§ DATASET
[Start of section]

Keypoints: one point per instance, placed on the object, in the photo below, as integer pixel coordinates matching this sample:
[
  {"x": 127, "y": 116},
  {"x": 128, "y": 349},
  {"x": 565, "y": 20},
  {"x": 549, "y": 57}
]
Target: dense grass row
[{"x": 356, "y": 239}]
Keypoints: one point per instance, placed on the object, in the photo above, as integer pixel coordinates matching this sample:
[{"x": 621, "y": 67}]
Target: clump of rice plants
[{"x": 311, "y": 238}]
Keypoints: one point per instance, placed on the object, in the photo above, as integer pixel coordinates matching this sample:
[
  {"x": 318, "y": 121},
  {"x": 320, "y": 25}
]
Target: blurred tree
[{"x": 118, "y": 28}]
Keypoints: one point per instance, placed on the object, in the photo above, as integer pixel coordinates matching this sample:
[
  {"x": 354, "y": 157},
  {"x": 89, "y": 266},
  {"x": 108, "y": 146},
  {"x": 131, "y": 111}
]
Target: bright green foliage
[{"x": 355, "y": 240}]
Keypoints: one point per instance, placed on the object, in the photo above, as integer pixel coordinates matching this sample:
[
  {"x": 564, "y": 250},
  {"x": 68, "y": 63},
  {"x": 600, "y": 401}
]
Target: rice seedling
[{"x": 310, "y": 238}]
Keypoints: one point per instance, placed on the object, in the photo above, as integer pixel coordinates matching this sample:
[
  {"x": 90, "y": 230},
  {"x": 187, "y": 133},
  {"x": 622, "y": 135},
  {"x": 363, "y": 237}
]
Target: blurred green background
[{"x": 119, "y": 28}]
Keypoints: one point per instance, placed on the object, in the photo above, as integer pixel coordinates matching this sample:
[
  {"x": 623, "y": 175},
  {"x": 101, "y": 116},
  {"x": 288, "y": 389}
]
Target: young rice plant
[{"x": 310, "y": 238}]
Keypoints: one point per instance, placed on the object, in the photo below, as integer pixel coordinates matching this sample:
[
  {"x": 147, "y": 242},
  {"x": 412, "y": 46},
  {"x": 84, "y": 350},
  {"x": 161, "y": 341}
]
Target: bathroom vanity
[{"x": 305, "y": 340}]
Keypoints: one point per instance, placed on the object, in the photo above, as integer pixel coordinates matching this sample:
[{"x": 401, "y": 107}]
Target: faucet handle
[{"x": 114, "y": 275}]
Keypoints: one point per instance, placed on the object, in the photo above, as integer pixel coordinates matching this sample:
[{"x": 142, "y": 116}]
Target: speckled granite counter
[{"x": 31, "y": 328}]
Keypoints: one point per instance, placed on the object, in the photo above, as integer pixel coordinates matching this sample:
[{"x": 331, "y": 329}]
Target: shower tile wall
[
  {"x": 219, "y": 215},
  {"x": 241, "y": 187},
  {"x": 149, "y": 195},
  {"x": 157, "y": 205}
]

[End of section]
[Start of section]

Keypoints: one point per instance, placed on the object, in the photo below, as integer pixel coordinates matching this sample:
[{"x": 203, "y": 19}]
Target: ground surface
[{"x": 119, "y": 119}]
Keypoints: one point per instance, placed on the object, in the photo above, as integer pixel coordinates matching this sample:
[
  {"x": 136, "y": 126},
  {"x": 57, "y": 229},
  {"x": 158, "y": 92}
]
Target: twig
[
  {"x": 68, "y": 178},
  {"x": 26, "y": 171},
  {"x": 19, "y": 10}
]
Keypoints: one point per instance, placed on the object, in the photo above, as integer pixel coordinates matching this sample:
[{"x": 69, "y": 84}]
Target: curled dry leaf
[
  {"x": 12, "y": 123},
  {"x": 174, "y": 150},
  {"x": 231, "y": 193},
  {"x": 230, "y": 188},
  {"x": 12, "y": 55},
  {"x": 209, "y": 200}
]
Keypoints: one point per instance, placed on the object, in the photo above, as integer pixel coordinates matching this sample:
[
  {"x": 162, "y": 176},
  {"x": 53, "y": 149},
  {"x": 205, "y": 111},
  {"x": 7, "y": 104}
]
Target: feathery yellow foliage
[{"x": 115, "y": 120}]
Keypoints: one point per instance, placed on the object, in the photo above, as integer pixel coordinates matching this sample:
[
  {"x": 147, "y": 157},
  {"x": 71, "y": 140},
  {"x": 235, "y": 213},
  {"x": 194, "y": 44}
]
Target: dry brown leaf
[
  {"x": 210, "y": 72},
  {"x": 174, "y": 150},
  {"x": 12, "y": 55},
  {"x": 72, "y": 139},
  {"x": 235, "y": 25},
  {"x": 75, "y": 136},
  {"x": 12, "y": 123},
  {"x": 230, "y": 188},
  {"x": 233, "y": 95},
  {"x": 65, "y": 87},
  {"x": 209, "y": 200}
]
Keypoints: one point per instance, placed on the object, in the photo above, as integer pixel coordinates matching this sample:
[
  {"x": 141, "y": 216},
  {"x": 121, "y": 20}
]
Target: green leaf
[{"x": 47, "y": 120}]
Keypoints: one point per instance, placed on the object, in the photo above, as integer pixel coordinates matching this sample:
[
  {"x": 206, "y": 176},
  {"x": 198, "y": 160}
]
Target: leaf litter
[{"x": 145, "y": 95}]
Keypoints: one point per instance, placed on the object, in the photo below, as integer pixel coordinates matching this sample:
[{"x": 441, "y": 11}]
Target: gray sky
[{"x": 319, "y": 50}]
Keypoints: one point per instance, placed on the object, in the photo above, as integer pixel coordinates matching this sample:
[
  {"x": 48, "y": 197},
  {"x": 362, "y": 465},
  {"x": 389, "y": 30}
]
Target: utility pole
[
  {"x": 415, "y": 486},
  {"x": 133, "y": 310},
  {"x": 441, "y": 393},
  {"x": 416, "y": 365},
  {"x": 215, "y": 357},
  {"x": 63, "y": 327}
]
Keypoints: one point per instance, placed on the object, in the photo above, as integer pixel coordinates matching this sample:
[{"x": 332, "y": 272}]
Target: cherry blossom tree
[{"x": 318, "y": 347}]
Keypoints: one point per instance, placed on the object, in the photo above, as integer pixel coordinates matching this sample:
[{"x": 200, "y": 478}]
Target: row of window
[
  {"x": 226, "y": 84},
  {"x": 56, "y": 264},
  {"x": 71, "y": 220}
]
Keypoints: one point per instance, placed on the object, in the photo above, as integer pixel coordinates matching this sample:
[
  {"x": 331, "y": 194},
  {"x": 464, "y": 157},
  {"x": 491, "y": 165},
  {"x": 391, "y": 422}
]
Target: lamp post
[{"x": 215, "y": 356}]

[End of section]
[Start of section]

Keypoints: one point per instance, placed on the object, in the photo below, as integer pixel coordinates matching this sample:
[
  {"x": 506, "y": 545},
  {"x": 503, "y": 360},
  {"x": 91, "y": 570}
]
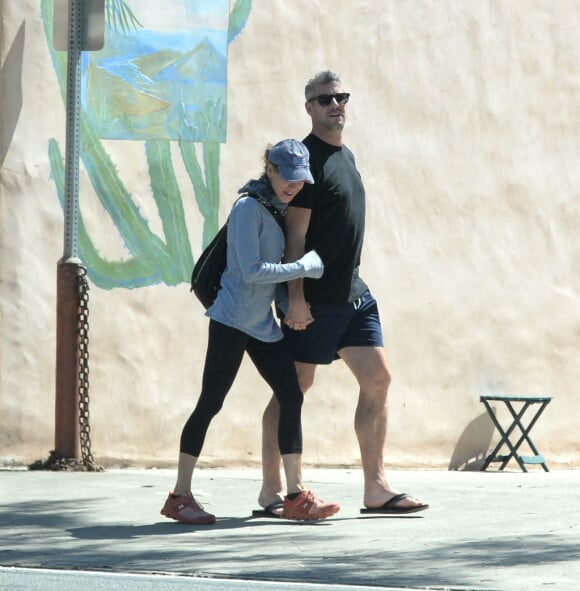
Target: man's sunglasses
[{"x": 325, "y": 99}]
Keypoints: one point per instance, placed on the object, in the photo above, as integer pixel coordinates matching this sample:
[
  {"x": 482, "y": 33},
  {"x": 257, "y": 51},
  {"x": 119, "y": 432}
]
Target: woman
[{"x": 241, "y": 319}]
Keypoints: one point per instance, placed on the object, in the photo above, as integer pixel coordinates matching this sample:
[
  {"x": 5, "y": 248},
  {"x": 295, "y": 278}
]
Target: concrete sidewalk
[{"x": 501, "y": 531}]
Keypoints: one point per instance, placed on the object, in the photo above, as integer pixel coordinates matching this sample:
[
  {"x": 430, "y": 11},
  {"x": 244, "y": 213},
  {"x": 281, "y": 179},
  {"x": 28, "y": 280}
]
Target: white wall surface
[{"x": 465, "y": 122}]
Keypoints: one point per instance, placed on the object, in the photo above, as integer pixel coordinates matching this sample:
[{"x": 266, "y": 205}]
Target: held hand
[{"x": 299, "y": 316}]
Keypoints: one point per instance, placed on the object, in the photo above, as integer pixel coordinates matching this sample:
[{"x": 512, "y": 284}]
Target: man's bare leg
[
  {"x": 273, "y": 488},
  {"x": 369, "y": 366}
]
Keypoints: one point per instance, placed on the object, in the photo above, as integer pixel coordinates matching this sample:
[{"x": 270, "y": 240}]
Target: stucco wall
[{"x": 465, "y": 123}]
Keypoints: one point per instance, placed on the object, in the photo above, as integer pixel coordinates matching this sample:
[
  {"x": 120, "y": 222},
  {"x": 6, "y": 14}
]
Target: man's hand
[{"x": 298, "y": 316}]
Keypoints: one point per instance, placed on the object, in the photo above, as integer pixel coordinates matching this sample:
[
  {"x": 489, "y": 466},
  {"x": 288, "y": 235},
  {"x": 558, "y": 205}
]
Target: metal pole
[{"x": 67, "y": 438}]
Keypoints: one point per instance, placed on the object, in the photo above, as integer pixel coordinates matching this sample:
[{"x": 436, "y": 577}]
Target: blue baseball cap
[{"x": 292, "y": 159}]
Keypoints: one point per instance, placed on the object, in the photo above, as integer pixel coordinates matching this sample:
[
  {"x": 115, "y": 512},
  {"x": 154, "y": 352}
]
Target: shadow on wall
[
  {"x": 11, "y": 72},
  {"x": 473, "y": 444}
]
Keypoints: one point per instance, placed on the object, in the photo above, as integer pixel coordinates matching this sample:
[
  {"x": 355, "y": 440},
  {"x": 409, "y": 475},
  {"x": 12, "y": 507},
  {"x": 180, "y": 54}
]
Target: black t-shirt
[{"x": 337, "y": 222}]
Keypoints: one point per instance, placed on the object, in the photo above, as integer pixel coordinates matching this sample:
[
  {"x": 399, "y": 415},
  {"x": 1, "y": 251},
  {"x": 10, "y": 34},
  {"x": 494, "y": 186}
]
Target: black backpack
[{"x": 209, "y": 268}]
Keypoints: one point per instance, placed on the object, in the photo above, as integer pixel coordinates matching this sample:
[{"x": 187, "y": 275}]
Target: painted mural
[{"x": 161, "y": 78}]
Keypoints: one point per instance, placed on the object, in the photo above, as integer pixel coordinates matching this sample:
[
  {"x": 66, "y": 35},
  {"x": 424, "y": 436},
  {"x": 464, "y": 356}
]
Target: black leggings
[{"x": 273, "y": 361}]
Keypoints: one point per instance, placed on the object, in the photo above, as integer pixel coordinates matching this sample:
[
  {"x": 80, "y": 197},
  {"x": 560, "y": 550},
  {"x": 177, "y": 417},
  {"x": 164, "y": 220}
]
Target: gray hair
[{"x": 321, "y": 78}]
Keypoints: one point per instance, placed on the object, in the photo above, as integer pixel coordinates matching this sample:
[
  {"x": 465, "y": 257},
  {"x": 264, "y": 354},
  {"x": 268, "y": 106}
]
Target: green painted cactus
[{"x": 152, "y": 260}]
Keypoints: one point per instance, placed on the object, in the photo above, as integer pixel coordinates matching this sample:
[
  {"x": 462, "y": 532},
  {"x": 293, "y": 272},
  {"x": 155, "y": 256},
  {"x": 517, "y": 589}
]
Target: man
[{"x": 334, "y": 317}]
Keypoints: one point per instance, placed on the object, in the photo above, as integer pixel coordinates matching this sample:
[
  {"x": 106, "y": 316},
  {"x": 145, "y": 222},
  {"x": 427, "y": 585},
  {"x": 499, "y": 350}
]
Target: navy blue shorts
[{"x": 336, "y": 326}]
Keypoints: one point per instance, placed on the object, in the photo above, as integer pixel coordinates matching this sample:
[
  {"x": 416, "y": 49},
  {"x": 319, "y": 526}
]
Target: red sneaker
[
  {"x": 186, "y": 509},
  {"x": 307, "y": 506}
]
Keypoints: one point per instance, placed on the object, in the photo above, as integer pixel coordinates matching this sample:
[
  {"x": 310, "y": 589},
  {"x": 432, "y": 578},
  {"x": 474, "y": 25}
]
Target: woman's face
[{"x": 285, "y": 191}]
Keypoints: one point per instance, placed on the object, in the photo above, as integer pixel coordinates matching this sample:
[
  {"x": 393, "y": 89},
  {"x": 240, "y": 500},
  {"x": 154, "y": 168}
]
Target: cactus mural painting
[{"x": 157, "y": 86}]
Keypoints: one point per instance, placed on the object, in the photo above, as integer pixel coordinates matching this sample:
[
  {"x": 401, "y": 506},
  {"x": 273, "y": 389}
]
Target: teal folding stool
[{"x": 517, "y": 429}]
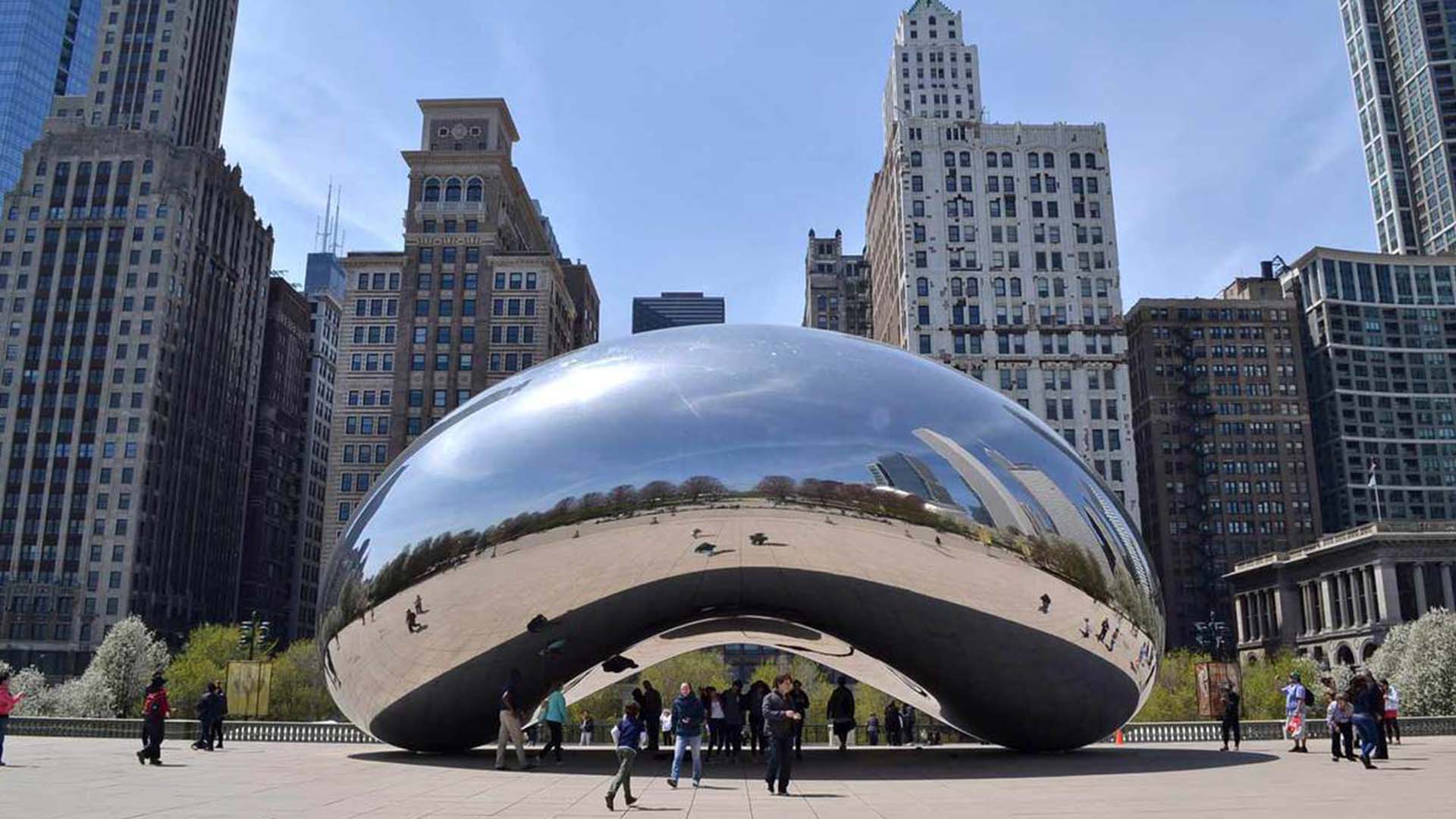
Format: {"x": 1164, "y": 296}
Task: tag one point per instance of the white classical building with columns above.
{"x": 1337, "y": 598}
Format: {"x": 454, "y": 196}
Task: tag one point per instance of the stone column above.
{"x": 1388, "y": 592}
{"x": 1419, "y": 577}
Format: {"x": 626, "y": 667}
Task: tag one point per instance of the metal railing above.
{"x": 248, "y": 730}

[End of section]

§ WORK TASK
What belongs in the answer is each line of the data that has the word "Format".

§ TASK SOLUTION
Format: {"x": 1164, "y": 296}
Format: {"x": 454, "y": 196}
Format: {"x": 626, "y": 667}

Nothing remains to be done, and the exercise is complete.